• _Given instruction_:
From the records below, pull out word for word the lines that begin with the one containing "The query is: wood grain surface" and run through the one containing "(63, 0), (140, 50)", with both of those lines included.

'''

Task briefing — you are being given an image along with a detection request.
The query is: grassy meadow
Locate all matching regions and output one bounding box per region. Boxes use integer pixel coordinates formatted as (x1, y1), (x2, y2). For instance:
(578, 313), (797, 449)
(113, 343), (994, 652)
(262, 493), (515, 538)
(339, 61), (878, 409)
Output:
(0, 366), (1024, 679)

'''
'''

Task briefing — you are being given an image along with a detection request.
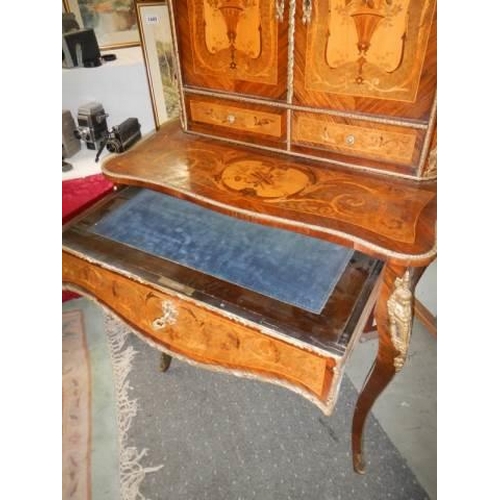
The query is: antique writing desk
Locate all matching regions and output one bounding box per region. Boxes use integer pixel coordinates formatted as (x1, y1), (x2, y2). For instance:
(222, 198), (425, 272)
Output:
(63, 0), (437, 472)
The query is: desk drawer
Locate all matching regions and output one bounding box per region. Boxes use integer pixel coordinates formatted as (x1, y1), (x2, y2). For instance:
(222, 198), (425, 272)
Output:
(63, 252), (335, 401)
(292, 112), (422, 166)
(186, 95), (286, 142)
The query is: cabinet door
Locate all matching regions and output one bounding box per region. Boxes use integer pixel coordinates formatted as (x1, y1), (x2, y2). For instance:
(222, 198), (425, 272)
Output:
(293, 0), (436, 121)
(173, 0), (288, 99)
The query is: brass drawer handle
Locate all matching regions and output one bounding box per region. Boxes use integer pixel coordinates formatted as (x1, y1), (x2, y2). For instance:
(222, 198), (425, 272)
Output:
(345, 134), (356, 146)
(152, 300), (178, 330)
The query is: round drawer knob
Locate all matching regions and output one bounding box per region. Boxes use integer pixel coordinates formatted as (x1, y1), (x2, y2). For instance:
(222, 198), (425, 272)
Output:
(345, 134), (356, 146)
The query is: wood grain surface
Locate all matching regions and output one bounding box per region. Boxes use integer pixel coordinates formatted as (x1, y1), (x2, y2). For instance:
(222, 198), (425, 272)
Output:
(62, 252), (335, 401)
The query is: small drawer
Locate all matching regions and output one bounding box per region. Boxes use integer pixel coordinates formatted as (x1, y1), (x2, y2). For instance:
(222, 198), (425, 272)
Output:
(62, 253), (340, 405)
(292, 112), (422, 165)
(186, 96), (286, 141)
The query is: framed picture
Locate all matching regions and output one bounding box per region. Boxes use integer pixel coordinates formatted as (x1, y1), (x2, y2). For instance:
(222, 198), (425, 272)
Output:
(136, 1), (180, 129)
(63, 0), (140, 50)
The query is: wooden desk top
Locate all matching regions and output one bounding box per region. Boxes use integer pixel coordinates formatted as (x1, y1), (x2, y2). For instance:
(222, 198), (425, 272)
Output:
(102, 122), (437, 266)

'''
'''

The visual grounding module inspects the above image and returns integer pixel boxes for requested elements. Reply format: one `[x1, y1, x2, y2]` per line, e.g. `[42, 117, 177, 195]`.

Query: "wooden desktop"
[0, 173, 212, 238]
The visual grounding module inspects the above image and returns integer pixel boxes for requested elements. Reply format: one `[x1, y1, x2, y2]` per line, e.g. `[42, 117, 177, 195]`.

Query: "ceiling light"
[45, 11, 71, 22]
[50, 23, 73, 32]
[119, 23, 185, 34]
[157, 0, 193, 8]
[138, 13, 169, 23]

'''

• _The response_:
The query is: wood grain surface
Locate all matching regions and output one bounding box per region. Boxes use integer pixel coordinates formatted as (x1, y1), (x2, y2). For instance:
(222, 198), (425, 272)
Output:
(62, 252), (335, 401)
The query is: small drawer
Locate all matching regions and output one bounding box per region. Boxes use integer pixel coordinates formatted as (x1, y1), (x2, y2). For instance:
(222, 198), (425, 272)
Output:
(62, 253), (340, 405)
(292, 112), (422, 165)
(186, 96), (286, 141)
The query is: framed picture
Locate all matching regions and output one bounding box per region. Boxes use integer pixel coordinates formatted as (x1, y1), (x2, y2). For instance:
(222, 198), (425, 272)
Output:
(136, 1), (180, 129)
(63, 0), (140, 50)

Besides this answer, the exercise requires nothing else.